- _Stored data_:
────────────────────────────────────────
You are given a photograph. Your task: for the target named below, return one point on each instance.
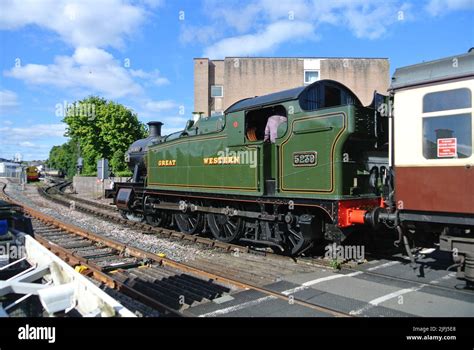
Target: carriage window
(446, 100)
(447, 136)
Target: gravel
(176, 250)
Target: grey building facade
(220, 83)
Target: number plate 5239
(309, 158)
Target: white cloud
(23, 134)
(158, 106)
(441, 7)
(153, 77)
(264, 41)
(87, 25)
(27, 144)
(33, 141)
(91, 69)
(8, 100)
(80, 23)
(246, 29)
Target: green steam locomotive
(324, 166)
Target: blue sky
(140, 52)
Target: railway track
(168, 286)
(90, 207)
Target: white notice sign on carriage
(447, 147)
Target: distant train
(52, 173)
(334, 168)
(32, 173)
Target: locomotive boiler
(314, 182)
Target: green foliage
(102, 129)
(126, 173)
(64, 158)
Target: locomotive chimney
(155, 128)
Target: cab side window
(449, 134)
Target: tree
(103, 129)
(64, 158)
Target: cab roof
(283, 96)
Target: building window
(445, 100)
(310, 76)
(217, 91)
(447, 136)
────────────────────────────────────────
- _DIRECTIONS FOR THIS TASK_: Output all of the entries once more, word for word, with the images removed.

- _YOUR RESPONSE_:
You are given a photograph. Your task: for the target named below, return one point on each instance.
Target: carriage window
(446, 100)
(447, 136)
Target: gravel
(176, 250)
Target: grey building facade
(220, 83)
Target: number plate 5239
(309, 158)
Target: white cloud
(23, 134)
(158, 106)
(441, 7)
(153, 77)
(264, 41)
(87, 25)
(27, 144)
(33, 141)
(91, 69)
(8, 100)
(80, 23)
(246, 29)
Target: green steam locomotive
(324, 166)
Target: blue sky
(140, 52)
Target: railway track
(168, 286)
(90, 207)
Target: white notice sign on carriage
(447, 147)
Target: distant train
(52, 173)
(334, 168)
(32, 173)
Target: locomotive boiler
(314, 182)
Target: green foliage
(102, 129)
(126, 173)
(64, 158)
Target: locomotive chimney
(155, 128)
Target: cab side window
(449, 134)
Target: tree
(103, 129)
(64, 158)
Target: cab roof
(283, 96)
Target: building window
(445, 100)
(310, 76)
(217, 91)
(447, 136)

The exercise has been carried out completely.